• Problem 1:
In the passage on honors and wealth below, from whom do honors and wealth come when they are curses?
-------- Extract --------
As the delights of self-love,
which are also the delights of the lusts of evil, are called goods
by the natural man, and as he also confirms himself in the opinion
that they are goods, he therefore calls honor and wealth Divine
blessings. But when the natural man sees that the wicked as well as
the good are raised to honors and advanced to wealth, and still
more when he sees the good despised and in poverty and the wicked in
glory and opulence, he thinks within himself, "Why is this? It
cannot be of the Divine Providence. For if that governed all things
it would heap honors and wealth upon the good and afflict the
wicked with poverty and contempt, and would thus compel the wicked
to acknowledge that there is a God and Divine Providence."
[2] The natural man, however, unless enlightened by the
spiritual man, that is, unless he is at the same time spiritual,
does not see that honors and wealth may be blessings and may also
be curses, and that when they are blessings they are from God, and
when they are curses they are from the devil. Moreover, it is well
known that honors and wealth are bestowed by the devil, for from
this he is called the prince of the world. Since then it is not
known when honors and wealth are blessings and when they are
curses, it shall be set forth in the following order:
- 1.
Honors and wealth are blessings and they are curses.
- 2. When honors and wealth are blessings they are spiritual and
eternal, but when they are curses they are temporal and fleeting.
- 3. Honors and wealth that are curses, in comparison with those
that are blessings, are as nothing compared with everything, or as
that which in itself has no existence compared with that which has
existence in itself.
These three points shall now be illustrated separately.
-------- Task material --------
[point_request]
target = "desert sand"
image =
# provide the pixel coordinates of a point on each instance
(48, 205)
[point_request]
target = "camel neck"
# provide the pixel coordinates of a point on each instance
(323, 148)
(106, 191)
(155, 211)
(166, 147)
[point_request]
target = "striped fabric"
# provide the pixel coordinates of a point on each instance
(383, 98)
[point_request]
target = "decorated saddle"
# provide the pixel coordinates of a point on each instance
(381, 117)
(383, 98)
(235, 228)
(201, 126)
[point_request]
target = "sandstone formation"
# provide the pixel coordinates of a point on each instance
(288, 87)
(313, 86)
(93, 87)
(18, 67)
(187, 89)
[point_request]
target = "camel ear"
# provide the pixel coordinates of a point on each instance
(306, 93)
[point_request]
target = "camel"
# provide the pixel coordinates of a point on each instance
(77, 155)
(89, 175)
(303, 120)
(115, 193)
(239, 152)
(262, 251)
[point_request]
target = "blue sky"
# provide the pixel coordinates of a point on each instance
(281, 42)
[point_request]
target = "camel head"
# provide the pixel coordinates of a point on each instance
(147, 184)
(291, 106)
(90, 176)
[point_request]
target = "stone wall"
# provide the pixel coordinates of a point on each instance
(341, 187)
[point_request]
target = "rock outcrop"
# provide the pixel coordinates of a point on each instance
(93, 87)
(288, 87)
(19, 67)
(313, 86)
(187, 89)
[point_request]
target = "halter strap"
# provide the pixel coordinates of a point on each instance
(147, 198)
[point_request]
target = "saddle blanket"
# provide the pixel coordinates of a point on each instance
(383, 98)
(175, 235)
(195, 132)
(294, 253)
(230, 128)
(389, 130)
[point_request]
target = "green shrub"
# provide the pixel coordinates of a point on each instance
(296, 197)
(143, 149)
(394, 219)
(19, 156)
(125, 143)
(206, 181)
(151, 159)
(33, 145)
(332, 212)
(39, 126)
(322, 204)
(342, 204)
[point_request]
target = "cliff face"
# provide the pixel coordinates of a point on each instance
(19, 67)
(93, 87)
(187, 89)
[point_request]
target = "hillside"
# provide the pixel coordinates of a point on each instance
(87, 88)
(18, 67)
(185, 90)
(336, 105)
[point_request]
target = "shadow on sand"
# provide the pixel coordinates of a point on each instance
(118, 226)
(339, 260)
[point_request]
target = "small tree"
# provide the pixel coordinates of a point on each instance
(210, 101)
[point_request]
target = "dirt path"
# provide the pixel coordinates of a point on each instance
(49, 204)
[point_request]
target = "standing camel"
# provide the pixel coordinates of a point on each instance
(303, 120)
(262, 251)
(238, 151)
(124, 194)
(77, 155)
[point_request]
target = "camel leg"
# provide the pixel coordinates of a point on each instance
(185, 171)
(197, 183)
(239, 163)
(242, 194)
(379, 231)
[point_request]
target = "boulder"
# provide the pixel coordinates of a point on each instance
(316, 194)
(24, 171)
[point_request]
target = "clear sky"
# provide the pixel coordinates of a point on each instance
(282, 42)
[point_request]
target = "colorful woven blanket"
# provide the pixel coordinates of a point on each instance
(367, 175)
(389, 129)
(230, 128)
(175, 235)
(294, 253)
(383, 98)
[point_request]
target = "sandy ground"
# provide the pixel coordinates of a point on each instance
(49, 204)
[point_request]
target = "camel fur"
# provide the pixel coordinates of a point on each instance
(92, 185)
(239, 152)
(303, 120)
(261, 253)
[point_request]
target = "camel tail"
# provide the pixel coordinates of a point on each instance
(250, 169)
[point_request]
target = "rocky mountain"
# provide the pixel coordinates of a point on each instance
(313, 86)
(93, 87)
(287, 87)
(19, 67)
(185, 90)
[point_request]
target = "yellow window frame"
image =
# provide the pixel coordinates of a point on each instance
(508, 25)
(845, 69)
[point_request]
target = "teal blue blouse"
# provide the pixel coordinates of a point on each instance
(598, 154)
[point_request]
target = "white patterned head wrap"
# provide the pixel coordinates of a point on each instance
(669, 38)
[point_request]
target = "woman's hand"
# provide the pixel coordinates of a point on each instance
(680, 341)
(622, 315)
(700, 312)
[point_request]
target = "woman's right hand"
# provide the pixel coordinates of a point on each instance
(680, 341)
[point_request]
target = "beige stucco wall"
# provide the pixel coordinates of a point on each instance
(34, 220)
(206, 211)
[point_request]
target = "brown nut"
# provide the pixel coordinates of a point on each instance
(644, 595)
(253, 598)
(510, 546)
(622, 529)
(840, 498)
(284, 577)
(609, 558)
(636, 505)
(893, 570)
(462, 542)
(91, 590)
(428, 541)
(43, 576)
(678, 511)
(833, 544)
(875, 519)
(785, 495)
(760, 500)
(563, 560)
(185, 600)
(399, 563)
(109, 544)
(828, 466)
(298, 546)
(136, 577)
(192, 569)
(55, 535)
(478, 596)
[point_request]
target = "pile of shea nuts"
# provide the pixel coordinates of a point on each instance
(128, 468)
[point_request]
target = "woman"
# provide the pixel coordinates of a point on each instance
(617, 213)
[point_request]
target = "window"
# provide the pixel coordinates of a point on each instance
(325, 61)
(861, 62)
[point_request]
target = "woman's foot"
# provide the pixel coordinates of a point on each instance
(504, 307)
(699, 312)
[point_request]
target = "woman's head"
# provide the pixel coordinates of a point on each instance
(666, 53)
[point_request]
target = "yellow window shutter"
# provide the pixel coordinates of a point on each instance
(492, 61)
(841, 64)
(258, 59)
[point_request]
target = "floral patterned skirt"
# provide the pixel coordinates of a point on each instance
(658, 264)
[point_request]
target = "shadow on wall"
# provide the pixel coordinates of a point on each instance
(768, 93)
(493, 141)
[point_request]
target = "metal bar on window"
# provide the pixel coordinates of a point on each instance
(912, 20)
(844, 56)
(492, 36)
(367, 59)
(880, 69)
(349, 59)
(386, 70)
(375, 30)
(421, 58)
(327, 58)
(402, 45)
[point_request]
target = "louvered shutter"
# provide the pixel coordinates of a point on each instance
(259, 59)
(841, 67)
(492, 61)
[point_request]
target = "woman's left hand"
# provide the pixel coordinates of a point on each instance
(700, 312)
--------
• Problem 2:
Extract every line of the records above that contains the string "window". Case counts.

• Final result 1:
From the devil.

• Final result 2:
target = "yellow window frame"
target = "window"
target = "yellow window shutter"
target = "metal bar on window"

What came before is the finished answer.